** Opening Material for this task block **

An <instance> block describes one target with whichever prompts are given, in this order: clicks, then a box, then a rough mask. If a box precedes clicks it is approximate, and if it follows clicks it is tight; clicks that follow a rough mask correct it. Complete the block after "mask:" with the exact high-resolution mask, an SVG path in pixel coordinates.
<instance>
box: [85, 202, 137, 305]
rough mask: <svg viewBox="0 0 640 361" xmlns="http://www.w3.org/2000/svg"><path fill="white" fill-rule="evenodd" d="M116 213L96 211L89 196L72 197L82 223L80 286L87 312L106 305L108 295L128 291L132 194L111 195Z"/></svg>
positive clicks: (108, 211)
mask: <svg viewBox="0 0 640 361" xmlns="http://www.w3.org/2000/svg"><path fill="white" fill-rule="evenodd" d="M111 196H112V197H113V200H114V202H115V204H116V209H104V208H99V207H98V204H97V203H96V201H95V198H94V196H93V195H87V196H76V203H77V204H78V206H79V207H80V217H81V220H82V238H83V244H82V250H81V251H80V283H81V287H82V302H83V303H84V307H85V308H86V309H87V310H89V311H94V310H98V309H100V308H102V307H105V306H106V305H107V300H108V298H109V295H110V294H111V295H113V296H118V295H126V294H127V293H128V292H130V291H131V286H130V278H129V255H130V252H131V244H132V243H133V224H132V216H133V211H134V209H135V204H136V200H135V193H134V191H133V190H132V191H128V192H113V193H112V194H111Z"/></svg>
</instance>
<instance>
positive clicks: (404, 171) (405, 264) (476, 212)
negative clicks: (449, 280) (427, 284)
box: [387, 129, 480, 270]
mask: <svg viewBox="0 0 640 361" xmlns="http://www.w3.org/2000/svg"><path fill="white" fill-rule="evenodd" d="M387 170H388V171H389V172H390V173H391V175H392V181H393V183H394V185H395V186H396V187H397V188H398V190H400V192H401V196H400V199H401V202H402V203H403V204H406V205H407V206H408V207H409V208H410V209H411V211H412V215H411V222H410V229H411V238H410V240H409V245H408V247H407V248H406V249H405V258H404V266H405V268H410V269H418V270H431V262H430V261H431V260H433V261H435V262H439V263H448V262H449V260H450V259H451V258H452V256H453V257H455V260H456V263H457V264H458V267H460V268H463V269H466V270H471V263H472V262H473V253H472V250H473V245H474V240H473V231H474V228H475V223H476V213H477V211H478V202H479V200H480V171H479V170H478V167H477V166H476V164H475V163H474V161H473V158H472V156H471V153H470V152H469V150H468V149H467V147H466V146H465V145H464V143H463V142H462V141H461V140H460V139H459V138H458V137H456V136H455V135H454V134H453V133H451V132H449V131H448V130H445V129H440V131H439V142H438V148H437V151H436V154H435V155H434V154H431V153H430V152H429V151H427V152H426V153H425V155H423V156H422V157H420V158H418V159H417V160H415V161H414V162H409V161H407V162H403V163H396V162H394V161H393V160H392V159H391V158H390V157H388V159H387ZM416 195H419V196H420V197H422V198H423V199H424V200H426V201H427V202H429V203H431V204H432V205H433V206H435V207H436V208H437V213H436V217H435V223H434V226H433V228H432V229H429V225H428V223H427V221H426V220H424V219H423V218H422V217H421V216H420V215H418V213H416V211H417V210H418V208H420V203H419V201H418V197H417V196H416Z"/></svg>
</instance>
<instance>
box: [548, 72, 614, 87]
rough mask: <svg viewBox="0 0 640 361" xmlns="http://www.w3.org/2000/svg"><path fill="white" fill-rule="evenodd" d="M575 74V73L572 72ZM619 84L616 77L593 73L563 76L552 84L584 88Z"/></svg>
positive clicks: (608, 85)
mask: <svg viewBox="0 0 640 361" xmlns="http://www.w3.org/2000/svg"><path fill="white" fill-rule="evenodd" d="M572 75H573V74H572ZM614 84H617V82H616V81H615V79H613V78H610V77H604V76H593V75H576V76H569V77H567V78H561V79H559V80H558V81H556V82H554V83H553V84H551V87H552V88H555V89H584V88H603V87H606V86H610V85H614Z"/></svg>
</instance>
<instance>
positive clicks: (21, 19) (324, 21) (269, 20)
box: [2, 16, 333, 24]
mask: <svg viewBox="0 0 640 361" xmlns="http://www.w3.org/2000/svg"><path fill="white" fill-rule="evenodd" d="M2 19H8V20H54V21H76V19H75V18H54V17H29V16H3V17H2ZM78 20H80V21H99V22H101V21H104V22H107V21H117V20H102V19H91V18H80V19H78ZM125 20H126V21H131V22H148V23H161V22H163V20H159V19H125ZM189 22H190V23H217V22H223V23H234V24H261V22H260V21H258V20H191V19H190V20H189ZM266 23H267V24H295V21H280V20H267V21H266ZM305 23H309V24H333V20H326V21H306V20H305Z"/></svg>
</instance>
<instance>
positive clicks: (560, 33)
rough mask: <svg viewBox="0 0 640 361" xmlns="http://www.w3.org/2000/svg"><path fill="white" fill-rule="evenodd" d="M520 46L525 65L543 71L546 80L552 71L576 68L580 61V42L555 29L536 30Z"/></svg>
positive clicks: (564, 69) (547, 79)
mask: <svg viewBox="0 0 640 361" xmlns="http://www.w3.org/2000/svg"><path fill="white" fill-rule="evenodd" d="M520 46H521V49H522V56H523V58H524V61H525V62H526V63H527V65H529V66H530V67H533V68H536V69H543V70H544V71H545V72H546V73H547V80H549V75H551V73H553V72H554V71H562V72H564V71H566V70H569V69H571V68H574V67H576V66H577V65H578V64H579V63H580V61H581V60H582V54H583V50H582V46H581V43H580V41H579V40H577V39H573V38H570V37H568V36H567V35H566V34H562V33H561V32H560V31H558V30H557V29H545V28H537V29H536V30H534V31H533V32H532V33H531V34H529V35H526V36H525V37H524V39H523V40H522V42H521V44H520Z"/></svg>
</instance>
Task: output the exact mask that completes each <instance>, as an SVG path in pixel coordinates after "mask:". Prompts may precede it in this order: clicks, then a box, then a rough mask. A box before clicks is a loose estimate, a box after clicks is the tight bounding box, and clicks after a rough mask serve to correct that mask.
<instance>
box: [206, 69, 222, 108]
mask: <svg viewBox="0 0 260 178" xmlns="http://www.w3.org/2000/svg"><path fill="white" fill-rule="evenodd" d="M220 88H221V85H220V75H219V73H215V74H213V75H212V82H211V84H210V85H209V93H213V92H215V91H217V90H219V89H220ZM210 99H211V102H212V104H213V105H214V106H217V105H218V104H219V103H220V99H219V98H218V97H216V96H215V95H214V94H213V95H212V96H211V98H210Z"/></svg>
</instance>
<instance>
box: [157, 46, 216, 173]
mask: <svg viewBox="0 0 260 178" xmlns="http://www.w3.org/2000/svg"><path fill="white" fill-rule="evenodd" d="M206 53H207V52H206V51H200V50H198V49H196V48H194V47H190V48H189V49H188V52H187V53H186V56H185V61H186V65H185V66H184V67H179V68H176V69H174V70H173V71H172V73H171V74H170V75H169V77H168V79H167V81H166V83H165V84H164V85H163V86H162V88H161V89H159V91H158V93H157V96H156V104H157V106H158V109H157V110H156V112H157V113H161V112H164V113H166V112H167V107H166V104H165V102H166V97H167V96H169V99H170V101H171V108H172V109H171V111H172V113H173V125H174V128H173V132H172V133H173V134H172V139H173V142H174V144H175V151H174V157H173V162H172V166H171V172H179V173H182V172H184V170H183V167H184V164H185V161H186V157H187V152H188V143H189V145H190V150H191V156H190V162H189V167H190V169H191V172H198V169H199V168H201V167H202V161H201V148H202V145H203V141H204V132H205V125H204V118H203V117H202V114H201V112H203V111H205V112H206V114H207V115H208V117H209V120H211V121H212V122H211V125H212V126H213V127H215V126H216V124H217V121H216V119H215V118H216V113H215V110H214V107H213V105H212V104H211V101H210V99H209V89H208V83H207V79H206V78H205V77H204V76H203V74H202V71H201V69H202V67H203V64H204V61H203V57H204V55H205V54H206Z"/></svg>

** Closing Material for this task block **

- [What the task requires]
Only those lines of the entries above that run from the line containing "74V73L572 72ZM619 84L616" to the line containing "positive clicks: (21, 19) (324, 21) (269, 20)", both included, should be transcribed exactly.

- [Reply to the task]
rough mask: <svg viewBox="0 0 640 361" xmlns="http://www.w3.org/2000/svg"><path fill="white" fill-rule="evenodd" d="M575 74V73L572 72ZM619 84L616 77L593 73L563 76L552 84L584 88Z"/></svg>
positive clicks: (608, 85)
mask: <svg viewBox="0 0 640 361" xmlns="http://www.w3.org/2000/svg"><path fill="white" fill-rule="evenodd" d="M572 75H573V74H572ZM614 84H617V82H616V81H615V79H613V78H610V77H604V76H593V75H576V76H569V77H567V78H561V79H559V80H558V81H556V82H554V83H553V84H551V87H552V88H555V89H584V88H603V87H606V86H610V85H614Z"/></svg>
</instance>
<instance>
positive clicks: (21, 19) (324, 21) (269, 20)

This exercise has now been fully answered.